#### [Given problem 1]
Give every line of the location identification entries as a JSON list of strings, one string per line, with blank lines omitted.

═══ Document segment

In [10]:
import csv
import pandas as pd
import nltk
nltk.download('vader_lexicon')
nltk.download('stopwords')
nltk.download('punkt')
nltk.download('wordnet')
nltk.download('averaged_perceptron_tagger')
#nltk.download('stopwords', 'punkt', 'wordnet')
import re 
from textblob import TextBlob
from collections import Counter, defaultdict
from nltk.sentiment.vader import SentimentIntensityAnalyzer
from textstat.textstat import textstatistics
import textstat
from ANEW_util import analyze_line
import spacy

[nltk_data] Downloading package vader_lexicon to
[nltk_data]     /home/hzhu/nltk_data...
[nltk_data]   Package vader_lexicon is already up-to-date!
[nltk_data] Downloading package stopwords to /home/hzhu/nltk_data...
[nltk_data]   Package stopwords is already up-to-date!
[nltk_data] Downloading package punkt to /home/hzhu/nltk_data...
[nltk_data]   Package punkt is already up-to-date!
[nltk_data] Downloading package wordnet to /home/hzhu/nltk_data...
[nltk_data]   Package wordnet is already up-to-date!
[nltk_data] Downloading package averaged_perceptron_tagger to
[nltk_data]     /home/hzhu/nltk_data...
[nltk_data]   Package averaged_perceptron_tagger is already up-to-
[nltk_data]       date!


In [11]:
def open_file(path1):
    out = []
    with open(path1,"r", encoding='utf-8') as csvfile:
        reader = csv.reader(csvfile)
        
        for line in reader:
            out.append(line)
    df = pd.DataFrame(out, columns=["time", "text"])
    return df

In [34]:
path1 = './emma/name_text/POTUS_President Biden_1349149096909668363.csv'
df = open_file(path1)
sid = SentimentIntensityAnalyzer()

## Text clean

In [13]:
def clean_tweet(tweet):
    '''
    Utility function to clean the text in a tweet by removing 
    links and special characters using regex.
    '''
    return ' '.join(re.sub("(@[A-Za-z0-9]+)|([^0-9A-Za-z \t])|(\w+:\/\/\S+)", " ", tweet).split())


In [35]:
df['text'] = df['text'].apply(clean_tweet)

## Sentiment Analysis 

In [15]:
def analize_sentiment_textblob(tweet):
    '''
    Utility function to classify the polarity of a tweet
    using textblob. 
    '''
    analysis = TextBlob(clean_tweet(tweet))
    '''
    if analysis.sentiment.polarity > 0:
        return 1
    elif analysis.sentiment.polarity == 0:
        return 0
    else:
        return -1
    '''
    return float(analysis.sentiment.polarity)

══════

#### [Given problem 2]
Answer these questions about the sentiment analysis notebook:
(a) Which NLTK package is the first one downloaded?
(b) What column names does the open_file function assign to the DataFrame?
(c) What value does the analize_sentiment_textblob function return?

═══ Given data

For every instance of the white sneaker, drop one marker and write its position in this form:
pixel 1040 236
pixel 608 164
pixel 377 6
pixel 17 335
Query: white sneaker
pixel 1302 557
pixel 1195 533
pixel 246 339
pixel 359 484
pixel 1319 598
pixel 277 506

══════

#### [Exercise result 1]
[
  "For every instance of the white sneaker, drop one marker and write its position in this form:",
  "pixel 1040 236",
  "pixel 608 164",
  "pixel 377 6",
  "pixel 17 335",
  "Query: white sneaker",
  "pixel 1302 557",
  "pixel 1195 533",
  "pixel 246 339",
  "pixel 359 484",
  "pixel 1319 598",
  "pixel 277 506"
]

#### [Exercise result 2]
(a) vader_lexicon
(b) "time" and "text"
(c) The tweet's TextBlob sentiment polarity, converted to a float